■ **WORK INSTRUCTION**: Quote the lines from the line holding "Query: camouflage trousers" to the very end of the listing, exactly, and no others.

■ **RECORDS TO PROCESS**:
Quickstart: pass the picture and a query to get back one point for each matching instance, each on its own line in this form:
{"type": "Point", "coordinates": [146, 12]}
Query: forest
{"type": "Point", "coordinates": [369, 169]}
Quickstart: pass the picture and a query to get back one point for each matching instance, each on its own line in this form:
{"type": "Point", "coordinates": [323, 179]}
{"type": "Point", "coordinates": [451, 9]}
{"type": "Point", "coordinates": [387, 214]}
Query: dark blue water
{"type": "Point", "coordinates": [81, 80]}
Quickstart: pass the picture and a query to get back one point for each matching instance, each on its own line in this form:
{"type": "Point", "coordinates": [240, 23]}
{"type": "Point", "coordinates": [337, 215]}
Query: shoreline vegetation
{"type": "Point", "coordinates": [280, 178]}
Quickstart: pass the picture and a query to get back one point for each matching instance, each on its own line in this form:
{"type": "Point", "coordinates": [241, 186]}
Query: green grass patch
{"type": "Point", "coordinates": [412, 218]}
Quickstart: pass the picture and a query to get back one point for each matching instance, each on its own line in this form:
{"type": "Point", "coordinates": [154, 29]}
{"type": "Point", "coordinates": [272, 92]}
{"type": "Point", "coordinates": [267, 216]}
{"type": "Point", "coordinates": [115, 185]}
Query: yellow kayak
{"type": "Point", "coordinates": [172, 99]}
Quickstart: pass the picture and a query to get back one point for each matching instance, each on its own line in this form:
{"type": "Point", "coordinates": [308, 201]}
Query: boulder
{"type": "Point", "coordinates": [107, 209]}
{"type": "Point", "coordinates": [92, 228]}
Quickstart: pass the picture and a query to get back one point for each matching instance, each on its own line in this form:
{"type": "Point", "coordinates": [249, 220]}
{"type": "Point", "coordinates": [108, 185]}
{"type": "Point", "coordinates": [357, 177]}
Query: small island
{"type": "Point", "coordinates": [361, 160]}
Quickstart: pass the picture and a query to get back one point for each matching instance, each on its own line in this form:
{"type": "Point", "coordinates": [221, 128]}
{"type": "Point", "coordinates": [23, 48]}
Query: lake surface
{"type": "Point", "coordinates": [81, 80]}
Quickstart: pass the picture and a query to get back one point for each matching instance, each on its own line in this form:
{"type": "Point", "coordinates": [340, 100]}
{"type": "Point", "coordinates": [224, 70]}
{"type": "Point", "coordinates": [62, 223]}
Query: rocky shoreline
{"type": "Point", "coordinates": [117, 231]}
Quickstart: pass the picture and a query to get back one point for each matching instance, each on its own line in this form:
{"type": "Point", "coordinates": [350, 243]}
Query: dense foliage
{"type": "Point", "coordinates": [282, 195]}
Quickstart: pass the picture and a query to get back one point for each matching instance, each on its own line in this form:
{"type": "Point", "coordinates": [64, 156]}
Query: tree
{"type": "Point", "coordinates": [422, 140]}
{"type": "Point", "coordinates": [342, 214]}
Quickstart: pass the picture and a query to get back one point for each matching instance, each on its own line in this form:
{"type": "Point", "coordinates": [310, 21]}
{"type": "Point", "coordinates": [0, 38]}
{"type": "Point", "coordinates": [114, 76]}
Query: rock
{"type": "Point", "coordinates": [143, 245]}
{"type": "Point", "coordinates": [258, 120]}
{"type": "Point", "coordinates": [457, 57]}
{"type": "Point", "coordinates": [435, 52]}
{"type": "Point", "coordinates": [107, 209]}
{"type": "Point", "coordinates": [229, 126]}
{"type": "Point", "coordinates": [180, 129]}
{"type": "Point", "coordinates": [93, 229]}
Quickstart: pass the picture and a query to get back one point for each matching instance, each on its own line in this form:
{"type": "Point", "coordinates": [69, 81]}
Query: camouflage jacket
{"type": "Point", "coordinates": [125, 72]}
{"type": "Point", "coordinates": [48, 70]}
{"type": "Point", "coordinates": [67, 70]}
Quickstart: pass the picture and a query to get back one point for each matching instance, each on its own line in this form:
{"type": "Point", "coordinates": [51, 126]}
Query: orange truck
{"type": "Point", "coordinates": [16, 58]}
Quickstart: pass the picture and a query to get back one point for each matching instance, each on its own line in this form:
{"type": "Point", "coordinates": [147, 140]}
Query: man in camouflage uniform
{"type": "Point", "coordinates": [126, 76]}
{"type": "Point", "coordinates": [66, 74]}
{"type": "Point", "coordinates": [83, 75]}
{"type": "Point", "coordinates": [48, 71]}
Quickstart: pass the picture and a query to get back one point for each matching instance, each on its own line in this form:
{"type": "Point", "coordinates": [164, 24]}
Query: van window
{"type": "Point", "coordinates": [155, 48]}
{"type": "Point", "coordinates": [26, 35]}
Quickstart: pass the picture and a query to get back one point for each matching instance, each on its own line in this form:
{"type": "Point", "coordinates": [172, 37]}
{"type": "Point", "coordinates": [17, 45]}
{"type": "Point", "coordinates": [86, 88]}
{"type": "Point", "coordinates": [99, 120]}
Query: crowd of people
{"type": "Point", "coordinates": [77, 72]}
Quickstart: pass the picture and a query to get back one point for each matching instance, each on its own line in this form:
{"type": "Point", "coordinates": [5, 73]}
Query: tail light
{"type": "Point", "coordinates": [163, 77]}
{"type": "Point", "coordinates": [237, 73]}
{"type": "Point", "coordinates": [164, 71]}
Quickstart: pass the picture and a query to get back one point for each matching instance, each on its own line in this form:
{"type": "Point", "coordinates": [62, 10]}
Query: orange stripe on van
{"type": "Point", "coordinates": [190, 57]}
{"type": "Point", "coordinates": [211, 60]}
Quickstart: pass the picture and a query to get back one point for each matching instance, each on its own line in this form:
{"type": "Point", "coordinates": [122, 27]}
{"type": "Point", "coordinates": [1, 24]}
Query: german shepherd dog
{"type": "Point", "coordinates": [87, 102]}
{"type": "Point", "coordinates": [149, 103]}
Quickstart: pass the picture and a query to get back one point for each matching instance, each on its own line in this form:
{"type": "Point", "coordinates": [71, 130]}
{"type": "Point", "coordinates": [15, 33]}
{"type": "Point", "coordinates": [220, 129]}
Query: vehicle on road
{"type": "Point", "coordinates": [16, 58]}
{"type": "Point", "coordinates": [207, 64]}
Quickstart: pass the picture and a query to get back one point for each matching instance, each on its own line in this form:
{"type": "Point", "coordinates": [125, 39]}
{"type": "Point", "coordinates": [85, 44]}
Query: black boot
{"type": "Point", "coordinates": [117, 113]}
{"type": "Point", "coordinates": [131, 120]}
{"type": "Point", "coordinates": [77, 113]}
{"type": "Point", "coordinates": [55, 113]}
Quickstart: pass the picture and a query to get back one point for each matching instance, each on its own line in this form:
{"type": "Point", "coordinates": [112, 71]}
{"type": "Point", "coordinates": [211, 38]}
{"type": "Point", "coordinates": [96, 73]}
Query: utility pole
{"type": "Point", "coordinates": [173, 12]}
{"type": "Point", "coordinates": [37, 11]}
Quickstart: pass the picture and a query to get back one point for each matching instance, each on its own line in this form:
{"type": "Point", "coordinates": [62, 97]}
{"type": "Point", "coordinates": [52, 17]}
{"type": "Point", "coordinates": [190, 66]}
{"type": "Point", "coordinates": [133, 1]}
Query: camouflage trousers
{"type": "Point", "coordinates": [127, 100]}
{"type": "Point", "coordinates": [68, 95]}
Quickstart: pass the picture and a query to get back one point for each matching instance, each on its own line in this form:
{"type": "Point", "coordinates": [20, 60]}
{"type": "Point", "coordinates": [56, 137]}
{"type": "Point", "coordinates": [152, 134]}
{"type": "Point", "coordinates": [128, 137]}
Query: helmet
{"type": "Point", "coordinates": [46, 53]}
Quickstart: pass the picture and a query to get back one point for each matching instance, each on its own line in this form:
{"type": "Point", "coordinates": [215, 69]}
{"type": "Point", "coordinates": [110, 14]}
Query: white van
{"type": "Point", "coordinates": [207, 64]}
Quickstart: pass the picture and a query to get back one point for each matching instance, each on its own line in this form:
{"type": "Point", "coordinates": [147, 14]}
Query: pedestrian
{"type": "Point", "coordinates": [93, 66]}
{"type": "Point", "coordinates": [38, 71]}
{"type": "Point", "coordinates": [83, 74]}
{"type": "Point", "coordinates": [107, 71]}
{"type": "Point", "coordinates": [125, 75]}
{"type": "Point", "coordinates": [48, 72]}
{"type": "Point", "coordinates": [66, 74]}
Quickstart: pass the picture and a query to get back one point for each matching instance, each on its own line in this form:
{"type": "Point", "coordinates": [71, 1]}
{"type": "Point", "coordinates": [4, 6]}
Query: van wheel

■ **REPLY TO THE TASK**:
Query: camouflage trousers
{"type": "Point", "coordinates": [127, 100]}
{"type": "Point", "coordinates": [68, 95]}
Quickstart: pass the picture and a query to get back one point for each matching instance, each on its own line in this form:
{"type": "Point", "coordinates": [20, 60]}
{"type": "Point", "coordinates": [56, 137]}
{"type": "Point", "coordinates": [152, 134]}
{"type": "Point", "coordinates": [128, 137]}
Query: helmet
{"type": "Point", "coordinates": [46, 53]}
Quickstart: pass the picture and a query to get back one point for each matching instance, each on its own line in this form:
{"type": "Point", "coordinates": [215, 69]}
{"type": "Point", "coordinates": [110, 14]}
Query: white van
{"type": "Point", "coordinates": [207, 64]}
Quickstart: pass the picture and a query to get back one point for each matching instance, each on its own line in this form:
{"type": "Point", "coordinates": [147, 14]}
Query: pedestrian
{"type": "Point", "coordinates": [93, 66]}
{"type": "Point", "coordinates": [38, 71]}
{"type": "Point", "coordinates": [83, 74]}
{"type": "Point", "coordinates": [107, 71]}
{"type": "Point", "coordinates": [125, 75]}
{"type": "Point", "coordinates": [48, 72]}
{"type": "Point", "coordinates": [66, 74]}
Quickstart: pass the picture and a query to get back one point for each matching instance, each on its own line in this form:
{"type": "Point", "coordinates": [71, 1]}
{"type": "Point", "coordinates": [4, 6]}
Query: van wheel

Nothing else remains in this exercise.